Assignment: Begin at the first line of the records below and, please, give each line again exactly until the line with "1078, row 681." is included.

Given entries:
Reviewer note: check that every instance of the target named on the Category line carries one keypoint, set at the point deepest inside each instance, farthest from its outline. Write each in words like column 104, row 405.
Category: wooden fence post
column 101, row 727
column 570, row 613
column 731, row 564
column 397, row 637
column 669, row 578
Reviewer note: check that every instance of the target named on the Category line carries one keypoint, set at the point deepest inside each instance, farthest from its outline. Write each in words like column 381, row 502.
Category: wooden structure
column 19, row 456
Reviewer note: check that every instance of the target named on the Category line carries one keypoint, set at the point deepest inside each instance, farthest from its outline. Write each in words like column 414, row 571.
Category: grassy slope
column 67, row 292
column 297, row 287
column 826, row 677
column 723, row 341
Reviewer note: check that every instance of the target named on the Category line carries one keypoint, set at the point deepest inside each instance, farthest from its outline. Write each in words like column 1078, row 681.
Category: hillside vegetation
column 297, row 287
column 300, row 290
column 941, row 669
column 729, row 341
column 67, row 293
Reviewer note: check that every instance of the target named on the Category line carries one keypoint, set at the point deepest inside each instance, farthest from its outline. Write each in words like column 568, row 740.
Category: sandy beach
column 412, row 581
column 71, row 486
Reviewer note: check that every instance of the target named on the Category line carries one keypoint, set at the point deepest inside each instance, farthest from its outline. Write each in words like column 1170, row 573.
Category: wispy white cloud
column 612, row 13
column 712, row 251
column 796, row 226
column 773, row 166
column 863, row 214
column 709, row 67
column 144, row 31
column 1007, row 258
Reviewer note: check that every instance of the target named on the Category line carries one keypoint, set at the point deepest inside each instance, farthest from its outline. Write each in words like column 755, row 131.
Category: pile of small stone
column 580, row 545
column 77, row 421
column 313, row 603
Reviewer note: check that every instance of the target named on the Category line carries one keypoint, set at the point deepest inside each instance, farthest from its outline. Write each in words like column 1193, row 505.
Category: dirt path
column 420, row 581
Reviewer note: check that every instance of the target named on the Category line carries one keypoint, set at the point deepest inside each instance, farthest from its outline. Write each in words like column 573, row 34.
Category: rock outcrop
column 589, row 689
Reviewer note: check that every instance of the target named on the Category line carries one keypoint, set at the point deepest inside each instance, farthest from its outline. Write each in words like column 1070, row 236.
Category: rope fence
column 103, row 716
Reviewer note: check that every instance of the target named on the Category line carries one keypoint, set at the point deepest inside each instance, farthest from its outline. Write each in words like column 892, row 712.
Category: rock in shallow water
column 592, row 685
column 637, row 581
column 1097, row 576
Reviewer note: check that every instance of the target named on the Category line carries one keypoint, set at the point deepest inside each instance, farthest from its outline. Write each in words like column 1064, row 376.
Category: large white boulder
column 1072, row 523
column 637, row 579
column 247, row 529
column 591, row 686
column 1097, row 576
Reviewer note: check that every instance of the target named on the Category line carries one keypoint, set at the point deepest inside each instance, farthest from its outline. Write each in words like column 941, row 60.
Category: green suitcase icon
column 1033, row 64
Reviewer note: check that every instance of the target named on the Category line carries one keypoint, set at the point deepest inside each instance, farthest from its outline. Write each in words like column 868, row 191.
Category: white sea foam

Completed exercise:
Reviewer note: check that every instance of the target named on the Category line carries one keypoint, set at the point deepest inside each instance, farthest from its outline. Write each in words like column 104, row 405.
Category: wooden fence post
column 101, row 727
column 570, row 613
column 731, row 564
column 397, row 637
column 669, row 578
Reviewer note: check that every instance of the target named on the Category line carries one keypoint, set at the point deepest inside each instance, farthest from its outline. Write each in words like column 381, row 502.
Category: wooden structure
column 19, row 456
Reviewer note: check that every instance of the target named on the Category line carries one keypoint, set at the point deepest inside each instance, farthest from its outline. Write each in words like column 414, row 571.
Category: grassy slope
column 67, row 292
column 297, row 287
column 826, row 677
column 723, row 341
Reviewer note: check that every instance of the target named on the Category line carries one keypoint, set at the point deepest inside each instance, farthest from its outline. Write each in words like column 1078, row 681.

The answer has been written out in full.